===== Data supplied =====

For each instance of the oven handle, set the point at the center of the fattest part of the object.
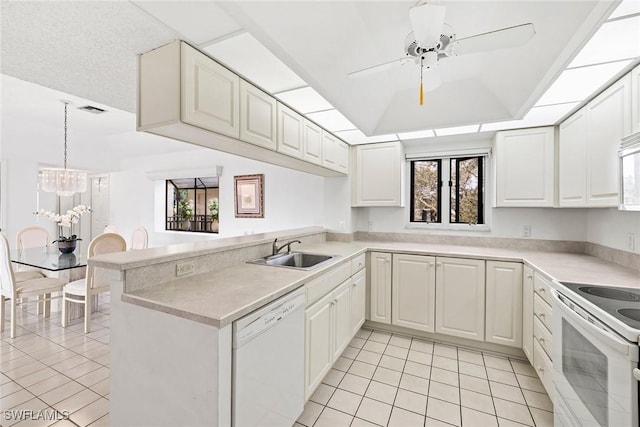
(608, 337)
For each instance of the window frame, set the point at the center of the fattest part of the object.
(445, 202)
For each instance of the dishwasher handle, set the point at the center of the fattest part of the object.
(267, 318)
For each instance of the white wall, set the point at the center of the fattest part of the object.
(292, 199)
(611, 227)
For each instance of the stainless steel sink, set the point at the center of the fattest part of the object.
(299, 260)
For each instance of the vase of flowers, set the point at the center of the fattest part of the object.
(213, 213)
(185, 209)
(67, 241)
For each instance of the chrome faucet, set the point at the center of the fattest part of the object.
(275, 249)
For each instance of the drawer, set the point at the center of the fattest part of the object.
(542, 287)
(543, 311)
(542, 335)
(544, 368)
(324, 284)
(358, 263)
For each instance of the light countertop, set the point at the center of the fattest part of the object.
(219, 297)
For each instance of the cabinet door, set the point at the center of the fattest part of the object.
(504, 303)
(572, 162)
(460, 297)
(378, 177)
(312, 142)
(413, 291)
(210, 94)
(342, 318)
(290, 132)
(358, 300)
(335, 153)
(380, 281)
(525, 167)
(609, 118)
(318, 340)
(527, 313)
(257, 116)
(635, 100)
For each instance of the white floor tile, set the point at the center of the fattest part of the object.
(374, 411)
(382, 392)
(403, 418)
(411, 401)
(345, 401)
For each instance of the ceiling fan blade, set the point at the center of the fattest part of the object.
(377, 68)
(493, 40)
(427, 20)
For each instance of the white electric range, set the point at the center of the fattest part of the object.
(596, 330)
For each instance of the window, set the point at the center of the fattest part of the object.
(192, 204)
(465, 178)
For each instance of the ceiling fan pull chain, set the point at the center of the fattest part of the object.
(421, 92)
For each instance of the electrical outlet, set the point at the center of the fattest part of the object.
(184, 269)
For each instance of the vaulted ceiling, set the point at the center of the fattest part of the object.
(89, 49)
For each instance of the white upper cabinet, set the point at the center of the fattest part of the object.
(504, 303)
(185, 95)
(377, 175)
(380, 287)
(335, 153)
(609, 120)
(635, 100)
(525, 169)
(572, 161)
(257, 116)
(210, 94)
(290, 132)
(312, 142)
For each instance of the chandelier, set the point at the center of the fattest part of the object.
(64, 182)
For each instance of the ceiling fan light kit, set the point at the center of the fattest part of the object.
(432, 39)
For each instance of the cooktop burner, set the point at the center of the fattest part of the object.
(621, 303)
(610, 293)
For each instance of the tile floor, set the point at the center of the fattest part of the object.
(49, 373)
(380, 380)
(392, 380)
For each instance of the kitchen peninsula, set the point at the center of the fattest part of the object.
(171, 337)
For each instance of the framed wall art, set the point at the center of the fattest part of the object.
(249, 196)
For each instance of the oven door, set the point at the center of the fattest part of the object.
(593, 370)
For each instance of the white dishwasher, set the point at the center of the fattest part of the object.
(268, 364)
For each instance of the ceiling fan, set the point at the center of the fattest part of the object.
(432, 39)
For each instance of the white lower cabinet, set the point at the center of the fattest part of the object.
(335, 311)
(413, 292)
(318, 336)
(380, 285)
(504, 303)
(358, 300)
(342, 318)
(460, 297)
(527, 313)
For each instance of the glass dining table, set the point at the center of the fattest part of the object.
(52, 263)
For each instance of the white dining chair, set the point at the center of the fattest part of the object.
(139, 238)
(18, 293)
(82, 291)
(110, 229)
(32, 236)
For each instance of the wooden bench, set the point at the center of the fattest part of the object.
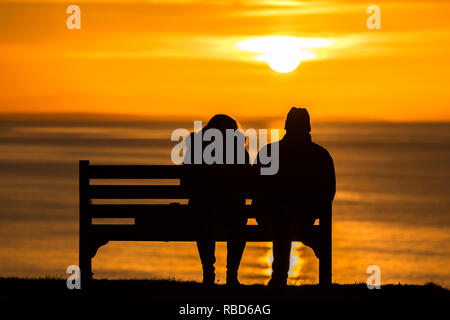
(157, 222)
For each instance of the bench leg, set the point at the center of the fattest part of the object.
(325, 273)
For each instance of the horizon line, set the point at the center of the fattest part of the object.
(142, 117)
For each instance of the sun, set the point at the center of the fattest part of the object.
(282, 62)
(282, 53)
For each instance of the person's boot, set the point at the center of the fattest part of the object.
(209, 278)
(232, 279)
(277, 281)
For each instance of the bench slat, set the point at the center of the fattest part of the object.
(133, 233)
(135, 171)
(148, 192)
(136, 192)
(149, 211)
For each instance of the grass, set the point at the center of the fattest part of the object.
(172, 290)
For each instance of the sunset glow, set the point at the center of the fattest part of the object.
(283, 54)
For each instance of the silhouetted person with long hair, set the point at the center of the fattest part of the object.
(215, 202)
(304, 186)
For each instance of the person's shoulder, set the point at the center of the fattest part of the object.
(320, 150)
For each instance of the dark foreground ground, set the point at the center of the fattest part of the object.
(163, 290)
(165, 299)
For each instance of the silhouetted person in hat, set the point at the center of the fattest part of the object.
(214, 198)
(303, 186)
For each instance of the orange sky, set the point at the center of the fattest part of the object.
(180, 58)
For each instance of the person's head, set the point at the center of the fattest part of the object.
(297, 122)
(221, 122)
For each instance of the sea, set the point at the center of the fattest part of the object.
(391, 210)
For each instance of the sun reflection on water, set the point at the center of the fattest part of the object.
(296, 262)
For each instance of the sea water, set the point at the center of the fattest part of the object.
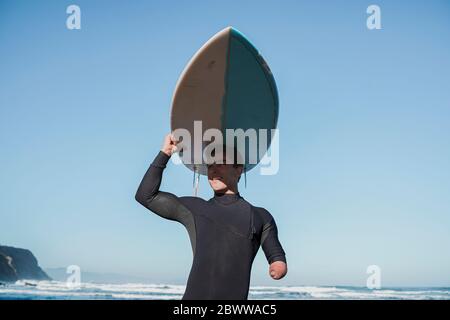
(60, 290)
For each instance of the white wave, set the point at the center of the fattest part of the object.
(29, 289)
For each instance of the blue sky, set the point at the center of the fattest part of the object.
(364, 127)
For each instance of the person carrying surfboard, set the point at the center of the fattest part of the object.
(225, 231)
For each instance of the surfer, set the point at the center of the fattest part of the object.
(225, 232)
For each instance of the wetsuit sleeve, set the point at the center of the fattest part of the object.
(164, 204)
(270, 244)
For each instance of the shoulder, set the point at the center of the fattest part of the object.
(263, 214)
(191, 201)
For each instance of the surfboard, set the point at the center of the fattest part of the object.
(226, 85)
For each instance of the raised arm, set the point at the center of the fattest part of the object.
(164, 204)
(273, 250)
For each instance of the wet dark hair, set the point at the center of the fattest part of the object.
(235, 155)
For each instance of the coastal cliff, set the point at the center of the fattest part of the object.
(17, 264)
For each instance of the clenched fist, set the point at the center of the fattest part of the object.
(169, 144)
(277, 270)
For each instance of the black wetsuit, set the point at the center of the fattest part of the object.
(225, 232)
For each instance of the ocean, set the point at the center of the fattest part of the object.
(56, 290)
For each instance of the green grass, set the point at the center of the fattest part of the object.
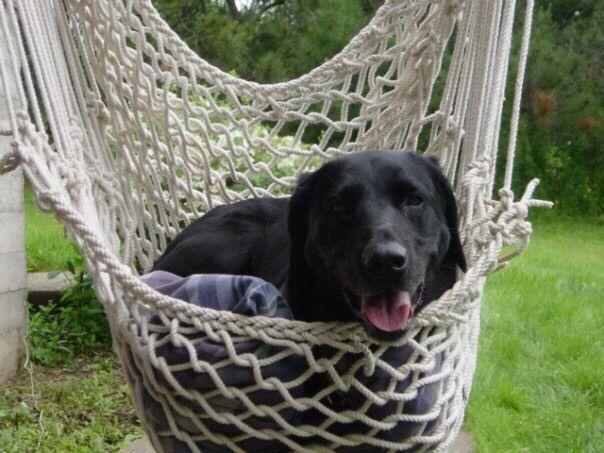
(45, 244)
(84, 407)
(539, 385)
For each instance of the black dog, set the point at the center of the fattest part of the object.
(369, 236)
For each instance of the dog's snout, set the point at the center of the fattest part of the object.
(386, 257)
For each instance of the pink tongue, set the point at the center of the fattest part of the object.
(388, 312)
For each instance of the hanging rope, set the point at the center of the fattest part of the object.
(127, 135)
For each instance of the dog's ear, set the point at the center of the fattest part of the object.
(455, 252)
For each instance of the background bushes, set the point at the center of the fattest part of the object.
(560, 138)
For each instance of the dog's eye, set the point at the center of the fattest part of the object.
(413, 200)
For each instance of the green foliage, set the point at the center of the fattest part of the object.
(539, 385)
(84, 406)
(75, 325)
(45, 244)
(561, 133)
(560, 138)
(270, 41)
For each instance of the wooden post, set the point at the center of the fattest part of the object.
(13, 273)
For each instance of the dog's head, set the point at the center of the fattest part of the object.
(378, 226)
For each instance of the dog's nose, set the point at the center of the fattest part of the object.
(386, 257)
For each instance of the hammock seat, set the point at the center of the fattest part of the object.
(127, 136)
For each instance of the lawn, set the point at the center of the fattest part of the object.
(45, 243)
(539, 384)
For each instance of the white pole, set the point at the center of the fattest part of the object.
(13, 273)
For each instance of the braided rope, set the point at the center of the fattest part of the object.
(147, 136)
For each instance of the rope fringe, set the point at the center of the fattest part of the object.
(140, 136)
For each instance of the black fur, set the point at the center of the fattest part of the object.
(316, 246)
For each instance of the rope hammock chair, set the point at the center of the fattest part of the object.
(126, 135)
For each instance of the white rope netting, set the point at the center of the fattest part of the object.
(127, 135)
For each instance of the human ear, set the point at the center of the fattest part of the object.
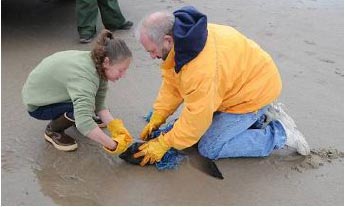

=====

What you have to do: Scale the records from the line that has "For each instance of the dog's eye, set" through the end of the records, writing each line again with its request and multiplying every point coordinate by 2.4, rounded to the nearest whole number with halves going up. Leave the pictures out of your answer.

Answer to this task:
For each instance of the dog's eye, set the point at the center of the fattest part of the object.
(991, 480)
For each instance of the green foliage, set the point at the center of the fattest part of the object.
(1294, 924)
(202, 974)
(180, 780)
(108, 586)
(1346, 319)
(1344, 331)
(648, 98)
For each instance of the wooden post, set the point at the center of the fattest part of the object.
(31, 655)
For each instance of the dog's head, set the point at the center of the fattest part of the object.
(907, 542)
For each instance of the dog's nose, set the point at the center of the fattest part of the object.
(926, 617)
For each instance of the hammock seat, set the point at the center of the fattest part of the object.
(305, 326)
For each instance of the lawn, set the point at the center of the fattest part of the object.
(108, 583)
(1294, 922)
For each instance of the white pole, set the point at the center of the fattest part of the object.
(31, 655)
For each instance of the braided rope, set the point at the center of the fattest part of the object.
(353, 326)
For each instance of the rope fringe, set the point at the center of the fattest part of the object.
(336, 326)
For each instance of the black fur, set the point at the center of the fattest part of the object.
(758, 590)
For each instance of the rope hammock chair, set the point at the center of the fattest part of the object.
(302, 324)
For each instance of the white rope netting, set the point at the center of the fattest part of the object.
(305, 324)
For each instance of the human ear, set the point at the center of the fattest part of the object.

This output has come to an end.